# What is expected
Repeat each line exactly, leaving nothing out.
# START OF Dataset records
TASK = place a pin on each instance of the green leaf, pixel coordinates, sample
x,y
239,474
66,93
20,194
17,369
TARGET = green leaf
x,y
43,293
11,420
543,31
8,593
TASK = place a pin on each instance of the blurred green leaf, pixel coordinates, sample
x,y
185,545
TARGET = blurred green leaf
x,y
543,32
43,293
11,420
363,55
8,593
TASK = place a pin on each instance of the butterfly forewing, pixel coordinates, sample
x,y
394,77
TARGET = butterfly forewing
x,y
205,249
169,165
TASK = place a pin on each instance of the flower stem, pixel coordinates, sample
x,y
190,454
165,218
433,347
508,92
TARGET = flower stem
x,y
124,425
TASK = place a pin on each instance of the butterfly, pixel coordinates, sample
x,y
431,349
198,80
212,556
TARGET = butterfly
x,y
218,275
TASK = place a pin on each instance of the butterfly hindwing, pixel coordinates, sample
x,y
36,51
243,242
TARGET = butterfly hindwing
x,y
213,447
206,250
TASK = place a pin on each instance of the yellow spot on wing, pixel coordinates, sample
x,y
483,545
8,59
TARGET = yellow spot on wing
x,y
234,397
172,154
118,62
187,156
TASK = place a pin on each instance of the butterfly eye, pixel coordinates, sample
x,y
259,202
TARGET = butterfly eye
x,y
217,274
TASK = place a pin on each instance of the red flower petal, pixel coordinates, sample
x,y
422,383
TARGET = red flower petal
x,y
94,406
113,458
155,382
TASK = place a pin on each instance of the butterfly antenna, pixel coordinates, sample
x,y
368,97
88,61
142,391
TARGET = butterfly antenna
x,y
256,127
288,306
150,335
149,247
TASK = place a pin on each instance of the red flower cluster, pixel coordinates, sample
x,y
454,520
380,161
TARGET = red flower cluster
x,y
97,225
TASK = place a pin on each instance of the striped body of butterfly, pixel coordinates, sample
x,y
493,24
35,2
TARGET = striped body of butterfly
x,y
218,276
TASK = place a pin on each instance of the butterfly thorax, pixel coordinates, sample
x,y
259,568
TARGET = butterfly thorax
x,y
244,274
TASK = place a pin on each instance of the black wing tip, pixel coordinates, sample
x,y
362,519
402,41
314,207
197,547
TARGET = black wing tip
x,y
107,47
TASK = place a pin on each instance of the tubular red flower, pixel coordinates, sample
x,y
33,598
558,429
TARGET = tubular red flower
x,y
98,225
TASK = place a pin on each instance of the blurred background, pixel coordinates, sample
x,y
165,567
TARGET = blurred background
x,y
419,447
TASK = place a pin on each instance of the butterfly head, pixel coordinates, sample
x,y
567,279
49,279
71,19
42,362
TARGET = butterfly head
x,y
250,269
# END OF Dataset records
# Task answer
TASK = place a pin on each instance of the green leaf, pixel coordinates, sample
x,y
239,474
66,93
20,194
17,369
TARGET = green leaf
x,y
43,293
11,420
543,31
8,593
TASK = place a pin on each instance of the blurred green leaf, pixel coordinates, sample
x,y
185,545
TARGET = blurred green leaf
x,y
543,32
43,293
11,420
363,55
8,593
TASK = place a pin on each instance of the butterfly forewing, pixel coordinates, sample
x,y
394,77
TARGET = butterfly forewing
x,y
205,249
169,165
TASK = place a pin on each instance of the flower stem, pixel coordinates, sample
x,y
190,454
165,218
433,347
508,92
TARGET = flower stem
x,y
124,425
TASK = place a pin on each instance of the butterfly, pixel coordinates, sample
x,y
431,349
198,80
212,556
TARGET = butterfly
x,y
218,275
TASK = place a pin on each instance of the butterfly hindwing, pixel coordinates, sample
x,y
36,51
243,242
TARGET = butterfly hindwing
x,y
213,447
206,250
TASK = place a pin on each instance of the yellow spot on wing, pixel coordinates, sample
x,y
483,545
8,59
TARGET = yellow spot on wing
x,y
234,397
172,154
118,62
187,156
TASK = place a pin on each instance of the butterfly eye, pixel coordinates, sample
x,y
259,202
TARGET = butterfly eye
x,y
217,274
TASK = place a pin on each instance of the red flower petal, pixel coordinates, sample
x,y
422,383
TARGET = red flower petal
x,y
94,406
113,458
155,382
TASK = place a pin on each instance of the butterfly antenna, pixel coordinates, sample
x,y
368,97
88,61
142,391
TARGET = butterfly antenna
x,y
256,127
288,306
150,335
149,247
TASK = place a pin on each instance of the red flower cluster, pixel coordinates, sample
x,y
454,520
380,161
TARGET = red flower cluster
x,y
97,225
TASK = place a pin on each instance of the striped body of butterfly, pixel coordinates, sample
x,y
493,24
35,2
TARGET = striped body of butterfly
x,y
218,276
TASK = place a pin on each instance of the butterfly thorax, pixel coordinates, sample
x,y
259,568
TARGET = butterfly thorax
x,y
244,274
TASK = place a pin on each instance of the black wing tip, pixel coordinates, sample
x,y
362,519
402,41
314,207
197,547
TARGET = black wing tip
x,y
107,47
TASK = place a pin on each instance of the tubular red flower, pixel coordinates, sample
x,y
33,598
558,429
TARGET = tubular red flower
x,y
98,225
TASK = place a pin on each instance of the blurred background, pixel coordinates, sample
x,y
165,567
TARGET = blurred background
x,y
419,447
TASK = place a pin on each instance of the butterfly head, pixel coordinates, sample
x,y
567,279
49,279
71,19
42,362
TARGET = butterfly head
x,y
250,269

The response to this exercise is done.